Short task
Repeat exactly the lines that run from the one containing "Annotation task: mark the smaller" to the end of the data, and leave out all others.
'''
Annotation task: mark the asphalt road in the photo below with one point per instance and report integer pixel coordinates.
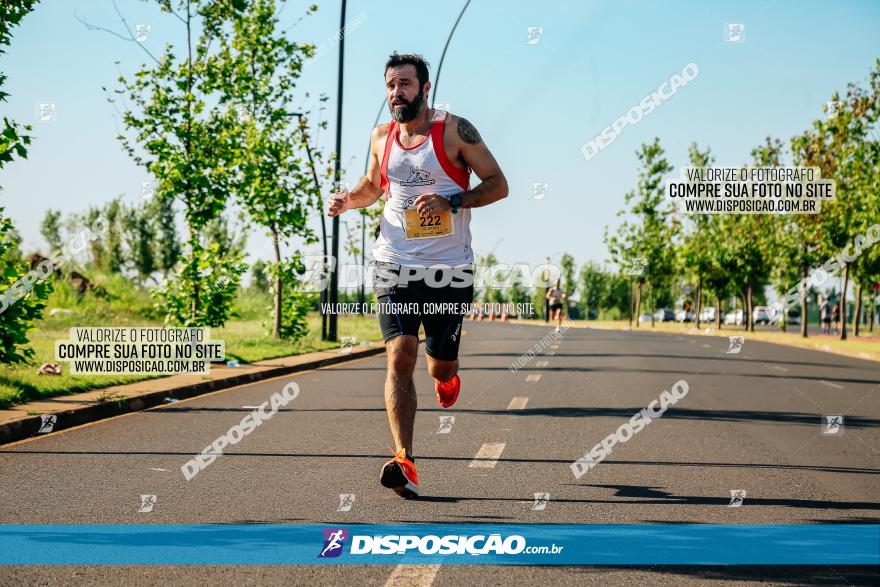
(751, 421)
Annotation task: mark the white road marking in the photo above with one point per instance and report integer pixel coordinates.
(518, 403)
(412, 576)
(487, 456)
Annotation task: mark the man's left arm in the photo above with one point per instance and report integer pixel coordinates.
(476, 155)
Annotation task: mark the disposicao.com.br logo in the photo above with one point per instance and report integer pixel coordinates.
(452, 544)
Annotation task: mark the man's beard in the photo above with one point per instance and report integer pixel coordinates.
(409, 109)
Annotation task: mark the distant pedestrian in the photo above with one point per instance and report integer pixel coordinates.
(825, 315)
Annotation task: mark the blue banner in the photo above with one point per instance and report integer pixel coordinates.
(517, 544)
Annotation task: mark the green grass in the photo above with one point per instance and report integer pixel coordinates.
(853, 346)
(246, 337)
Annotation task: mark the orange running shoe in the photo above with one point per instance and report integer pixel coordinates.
(400, 475)
(447, 391)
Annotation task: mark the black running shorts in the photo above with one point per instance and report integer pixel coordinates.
(407, 303)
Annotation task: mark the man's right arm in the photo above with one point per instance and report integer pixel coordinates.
(368, 189)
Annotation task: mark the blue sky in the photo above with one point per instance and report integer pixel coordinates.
(535, 105)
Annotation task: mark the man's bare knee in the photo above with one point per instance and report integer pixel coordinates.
(402, 354)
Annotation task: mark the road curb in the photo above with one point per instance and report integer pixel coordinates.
(26, 427)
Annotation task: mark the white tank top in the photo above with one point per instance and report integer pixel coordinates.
(407, 174)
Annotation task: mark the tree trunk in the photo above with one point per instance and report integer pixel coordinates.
(805, 306)
(842, 303)
(638, 303)
(196, 278)
(699, 300)
(857, 319)
(751, 319)
(873, 311)
(276, 322)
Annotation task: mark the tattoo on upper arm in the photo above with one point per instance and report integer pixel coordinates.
(467, 132)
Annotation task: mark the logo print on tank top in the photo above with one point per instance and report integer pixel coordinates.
(417, 176)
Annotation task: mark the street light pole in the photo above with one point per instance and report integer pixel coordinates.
(334, 272)
(443, 55)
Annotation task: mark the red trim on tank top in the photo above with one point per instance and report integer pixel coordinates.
(383, 168)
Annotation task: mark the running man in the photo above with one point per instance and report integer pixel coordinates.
(421, 162)
(554, 296)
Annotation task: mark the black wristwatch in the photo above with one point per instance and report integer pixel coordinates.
(455, 202)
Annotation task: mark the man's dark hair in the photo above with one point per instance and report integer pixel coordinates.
(396, 60)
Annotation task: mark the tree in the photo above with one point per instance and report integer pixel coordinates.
(184, 139)
(140, 236)
(695, 254)
(643, 246)
(167, 249)
(257, 71)
(592, 285)
(842, 147)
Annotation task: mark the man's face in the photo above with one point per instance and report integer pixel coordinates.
(405, 96)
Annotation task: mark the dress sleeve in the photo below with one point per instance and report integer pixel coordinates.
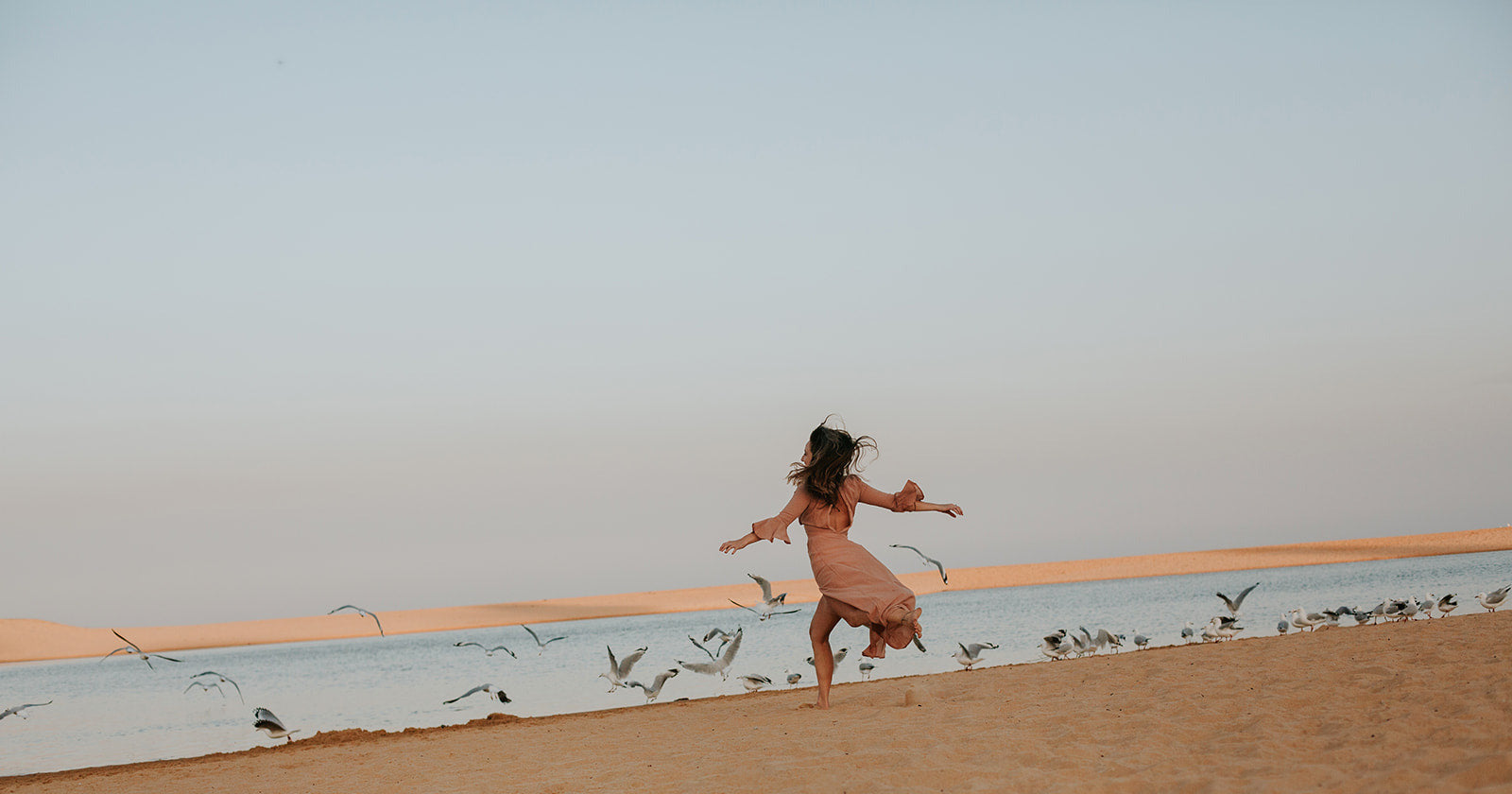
(899, 503)
(776, 526)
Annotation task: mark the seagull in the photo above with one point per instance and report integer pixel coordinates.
(360, 612)
(223, 680)
(489, 688)
(1055, 647)
(206, 687)
(268, 723)
(619, 670)
(655, 688)
(1448, 604)
(715, 667)
(927, 560)
(130, 647)
(488, 650)
(970, 655)
(717, 632)
(755, 682)
(1305, 620)
(839, 657)
(768, 602)
(1232, 604)
(1493, 599)
(539, 640)
(19, 710)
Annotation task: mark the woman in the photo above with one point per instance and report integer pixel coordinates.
(854, 586)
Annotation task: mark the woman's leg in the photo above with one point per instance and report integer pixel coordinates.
(820, 628)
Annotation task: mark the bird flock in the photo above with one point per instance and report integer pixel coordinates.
(718, 649)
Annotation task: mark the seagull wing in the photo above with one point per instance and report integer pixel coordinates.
(266, 718)
(486, 687)
(765, 587)
(629, 662)
(743, 607)
(703, 649)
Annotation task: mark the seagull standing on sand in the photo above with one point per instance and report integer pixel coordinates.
(619, 670)
(268, 723)
(714, 667)
(655, 688)
(768, 602)
(130, 647)
(927, 560)
(1448, 604)
(755, 681)
(970, 655)
(539, 640)
(489, 688)
(221, 680)
(20, 710)
(488, 650)
(1493, 599)
(362, 613)
(1234, 604)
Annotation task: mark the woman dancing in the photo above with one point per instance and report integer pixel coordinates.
(854, 586)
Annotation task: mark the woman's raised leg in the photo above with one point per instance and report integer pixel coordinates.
(820, 628)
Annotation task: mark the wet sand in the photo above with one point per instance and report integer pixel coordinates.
(1408, 707)
(27, 640)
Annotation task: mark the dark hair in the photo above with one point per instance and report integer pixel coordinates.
(833, 456)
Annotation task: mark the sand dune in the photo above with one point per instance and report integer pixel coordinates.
(26, 640)
(1410, 707)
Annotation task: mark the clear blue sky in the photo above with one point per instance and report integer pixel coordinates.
(431, 304)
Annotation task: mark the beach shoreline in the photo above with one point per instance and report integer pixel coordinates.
(40, 640)
(1418, 705)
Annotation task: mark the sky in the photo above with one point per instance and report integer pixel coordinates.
(418, 304)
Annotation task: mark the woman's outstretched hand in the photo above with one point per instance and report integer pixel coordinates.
(730, 546)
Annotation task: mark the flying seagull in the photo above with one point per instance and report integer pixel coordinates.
(488, 650)
(268, 723)
(768, 602)
(755, 681)
(620, 669)
(19, 710)
(206, 687)
(539, 640)
(655, 688)
(1234, 604)
(221, 680)
(717, 667)
(970, 655)
(132, 647)
(489, 688)
(927, 560)
(360, 612)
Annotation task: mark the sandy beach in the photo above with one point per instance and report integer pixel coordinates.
(1408, 707)
(30, 640)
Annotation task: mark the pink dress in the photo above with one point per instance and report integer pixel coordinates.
(843, 569)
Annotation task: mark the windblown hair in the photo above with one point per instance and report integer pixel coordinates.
(833, 456)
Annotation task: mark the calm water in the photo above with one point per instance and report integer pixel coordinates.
(118, 711)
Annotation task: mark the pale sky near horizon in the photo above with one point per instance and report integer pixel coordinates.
(407, 306)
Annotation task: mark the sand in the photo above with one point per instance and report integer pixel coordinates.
(29, 640)
(1408, 707)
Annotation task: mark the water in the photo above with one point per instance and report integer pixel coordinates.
(118, 711)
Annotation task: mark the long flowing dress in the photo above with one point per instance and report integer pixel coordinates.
(843, 569)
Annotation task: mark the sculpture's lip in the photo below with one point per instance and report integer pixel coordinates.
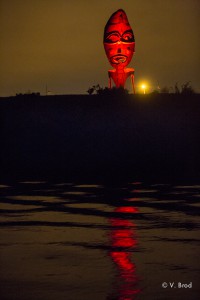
(118, 59)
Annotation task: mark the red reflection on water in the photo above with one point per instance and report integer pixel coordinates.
(123, 239)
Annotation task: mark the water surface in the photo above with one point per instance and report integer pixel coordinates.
(69, 240)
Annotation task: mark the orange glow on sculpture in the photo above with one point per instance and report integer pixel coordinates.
(119, 44)
(123, 241)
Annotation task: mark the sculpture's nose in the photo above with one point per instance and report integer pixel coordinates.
(119, 50)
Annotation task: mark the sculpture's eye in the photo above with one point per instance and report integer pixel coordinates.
(112, 38)
(128, 37)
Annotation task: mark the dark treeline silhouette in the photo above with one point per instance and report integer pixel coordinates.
(140, 136)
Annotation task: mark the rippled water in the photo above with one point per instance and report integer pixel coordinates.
(80, 242)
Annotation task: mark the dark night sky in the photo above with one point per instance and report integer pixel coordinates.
(58, 43)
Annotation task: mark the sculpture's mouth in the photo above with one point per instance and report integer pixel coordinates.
(118, 59)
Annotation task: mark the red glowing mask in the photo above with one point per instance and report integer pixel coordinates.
(119, 41)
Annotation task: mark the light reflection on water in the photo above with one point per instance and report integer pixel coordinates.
(89, 241)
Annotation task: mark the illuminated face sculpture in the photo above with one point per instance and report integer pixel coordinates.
(119, 41)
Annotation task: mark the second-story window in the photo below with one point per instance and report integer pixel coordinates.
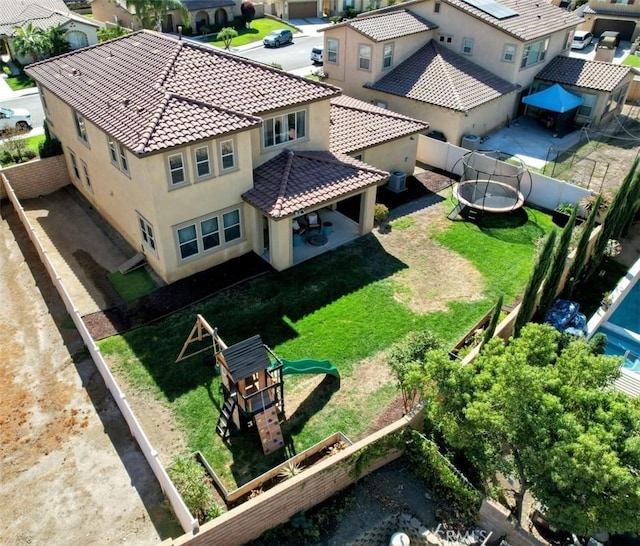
(280, 129)
(203, 163)
(227, 155)
(332, 51)
(534, 53)
(177, 172)
(387, 56)
(81, 129)
(364, 57)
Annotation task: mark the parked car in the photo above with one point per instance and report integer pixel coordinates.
(278, 37)
(581, 39)
(610, 37)
(18, 118)
(316, 55)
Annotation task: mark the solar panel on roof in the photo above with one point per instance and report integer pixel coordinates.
(493, 8)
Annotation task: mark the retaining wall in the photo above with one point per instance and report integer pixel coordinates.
(188, 522)
(37, 177)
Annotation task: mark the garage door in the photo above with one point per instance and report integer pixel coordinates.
(301, 10)
(625, 28)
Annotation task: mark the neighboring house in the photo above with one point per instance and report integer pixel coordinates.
(456, 64)
(45, 14)
(175, 145)
(218, 13)
(618, 15)
(603, 87)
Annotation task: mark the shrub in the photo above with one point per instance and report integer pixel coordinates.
(380, 213)
(193, 484)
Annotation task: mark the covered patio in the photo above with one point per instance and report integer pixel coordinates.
(295, 199)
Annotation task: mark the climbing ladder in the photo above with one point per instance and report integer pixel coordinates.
(225, 420)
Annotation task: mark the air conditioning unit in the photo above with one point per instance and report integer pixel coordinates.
(397, 181)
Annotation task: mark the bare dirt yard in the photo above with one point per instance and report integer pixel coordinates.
(71, 472)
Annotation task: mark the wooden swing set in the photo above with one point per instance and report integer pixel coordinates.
(251, 383)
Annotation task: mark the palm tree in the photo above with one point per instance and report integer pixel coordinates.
(151, 13)
(30, 41)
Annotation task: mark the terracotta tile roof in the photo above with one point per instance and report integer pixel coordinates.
(292, 181)
(535, 19)
(133, 87)
(595, 75)
(436, 75)
(357, 125)
(390, 25)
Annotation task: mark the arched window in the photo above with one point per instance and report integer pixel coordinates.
(77, 39)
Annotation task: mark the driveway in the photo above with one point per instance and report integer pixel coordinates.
(71, 472)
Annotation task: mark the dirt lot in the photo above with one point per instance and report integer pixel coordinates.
(71, 473)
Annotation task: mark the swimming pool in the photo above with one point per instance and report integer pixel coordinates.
(623, 330)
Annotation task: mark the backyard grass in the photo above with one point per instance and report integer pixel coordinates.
(341, 306)
(133, 285)
(259, 29)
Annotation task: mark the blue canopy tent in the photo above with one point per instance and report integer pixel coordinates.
(562, 105)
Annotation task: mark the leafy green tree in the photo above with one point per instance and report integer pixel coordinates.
(226, 35)
(495, 318)
(530, 297)
(554, 276)
(543, 411)
(55, 41)
(581, 249)
(111, 32)
(30, 41)
(150, 14)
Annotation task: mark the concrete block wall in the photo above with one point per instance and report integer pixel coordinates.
(37, 177)
(311, 487)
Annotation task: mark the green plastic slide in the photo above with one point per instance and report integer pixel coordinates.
(306, 365)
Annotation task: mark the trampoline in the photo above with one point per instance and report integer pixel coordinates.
(490, 184)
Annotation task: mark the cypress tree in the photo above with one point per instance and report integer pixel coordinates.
(535, 280)
(581, 250)
(552, 281)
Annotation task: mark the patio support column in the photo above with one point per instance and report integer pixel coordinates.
(367, 208)
(281, 251)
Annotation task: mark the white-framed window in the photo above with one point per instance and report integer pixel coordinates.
(124, 162)
(202, 162)
(588, 102)
(208, 233)
(467, 46)
(534, 53)
(387, 56)
(509, 53)
(177, 170)
(147, 234)
(227, 155)
(284, 128)
(332, 51)
(364, 57)
(74, 164)
(87, 179)
(81, 129)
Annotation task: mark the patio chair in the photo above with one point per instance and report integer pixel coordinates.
(314, 222)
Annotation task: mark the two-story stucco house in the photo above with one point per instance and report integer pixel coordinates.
(197, 156)
(462, 65)
(44, 14)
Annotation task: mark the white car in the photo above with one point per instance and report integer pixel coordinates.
(581, 39)
(18, 118)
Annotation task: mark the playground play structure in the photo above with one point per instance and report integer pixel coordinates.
(252, 382)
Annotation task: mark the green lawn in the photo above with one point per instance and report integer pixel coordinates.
(631, 60)
(259, 29)
(340, 307)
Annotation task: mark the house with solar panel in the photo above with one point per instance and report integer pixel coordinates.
(462, 65)
(197, 156)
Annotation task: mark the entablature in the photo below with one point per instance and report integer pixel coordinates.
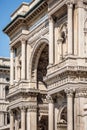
(23, 20)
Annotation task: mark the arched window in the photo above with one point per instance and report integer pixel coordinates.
(7, 79)
(63, 117)
(6, 90)
(8, 118)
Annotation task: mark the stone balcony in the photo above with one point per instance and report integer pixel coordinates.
(69, 63)
(24, 87)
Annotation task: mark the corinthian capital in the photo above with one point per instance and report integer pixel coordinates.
(69, 92)
(49, 99)
(69, 3)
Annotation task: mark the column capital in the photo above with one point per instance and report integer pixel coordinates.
(32, 108)
(69, 92)
(22, 108)
(51, 19)
(69, 4)
(60, 40)
(23, 40)
(49, 99)
(11, 112)
(80, 4)
(11, 49)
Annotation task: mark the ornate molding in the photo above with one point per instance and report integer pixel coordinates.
(49, 99)
(32, 108)
(81, 92)
(69, 92)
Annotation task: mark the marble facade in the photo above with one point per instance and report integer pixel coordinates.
(48, 65)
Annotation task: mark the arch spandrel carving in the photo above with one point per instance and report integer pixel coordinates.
(35, 54)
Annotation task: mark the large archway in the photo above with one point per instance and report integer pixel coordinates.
(40, 61)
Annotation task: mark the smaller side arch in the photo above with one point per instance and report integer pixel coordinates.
(62, 116)
(35, 55)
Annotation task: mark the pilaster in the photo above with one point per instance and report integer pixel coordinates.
(51, 41)
(70, 27)
(23, 112)
(11, 66)
(11, 120)
(23, 44)
(69, 93)
(32, 117)
(51, 113)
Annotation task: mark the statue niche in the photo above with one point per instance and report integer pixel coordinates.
(62, 40)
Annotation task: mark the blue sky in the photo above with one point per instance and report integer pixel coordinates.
(7, 7)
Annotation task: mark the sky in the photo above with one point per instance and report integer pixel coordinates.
(7, 7)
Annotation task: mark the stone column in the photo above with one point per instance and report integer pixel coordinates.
(23, 118)
(80, 8)
(23, 59)
(16, 125)
(32, 118)
(16, 68)
(28, 59)
(11, 66)
(70, 27)
(50, 113)
(11, 120)
(60, 48)
(70, 114)
(5, 118)
(51, 41)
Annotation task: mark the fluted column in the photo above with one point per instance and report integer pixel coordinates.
'''
The response
Annotation task: mark the smaller side arch in the photo above with one point per instance and report integer pixel coordinates.
(62, 116)
(35, 55)
Annotation task: mark the pilaster in the photo above with one point per instance and report integer pixel coordinates.
(51, 41)
(70, 27)
(23, 112)
(11, 66)
(11, 120)
(23, 44)
(69, 93)
(32, 117)
(51, 113)
Annotation task: mark the statue niche in the photo above with one point per instance and report integer pixel coordinates.
(62, 40)
Annotation task: mark the blue sky in the photo above with one point per instance and report integer pixel coordinates.
(7, 7)
Annotation task: mark the sky in the photo above with one point per instance and report integer pixel coordinates.
(7, 7)
Annotation task: mark the stone column in the photo above with one point per instance and report integer pixel coordinates.
(23, 118)
(80, 8)
(23, 59)
(16, 125)
(32, 118)
(16, 68)
(28, 59)
(11, 66)
(70, 27)
(50, 113)
(11, 120)
(60, 48)
(70, 114)
(5, 118)
(51, 41)
Annotation task: mark the fluted column in the photo above with one point per instance and report integer pixel coordinates.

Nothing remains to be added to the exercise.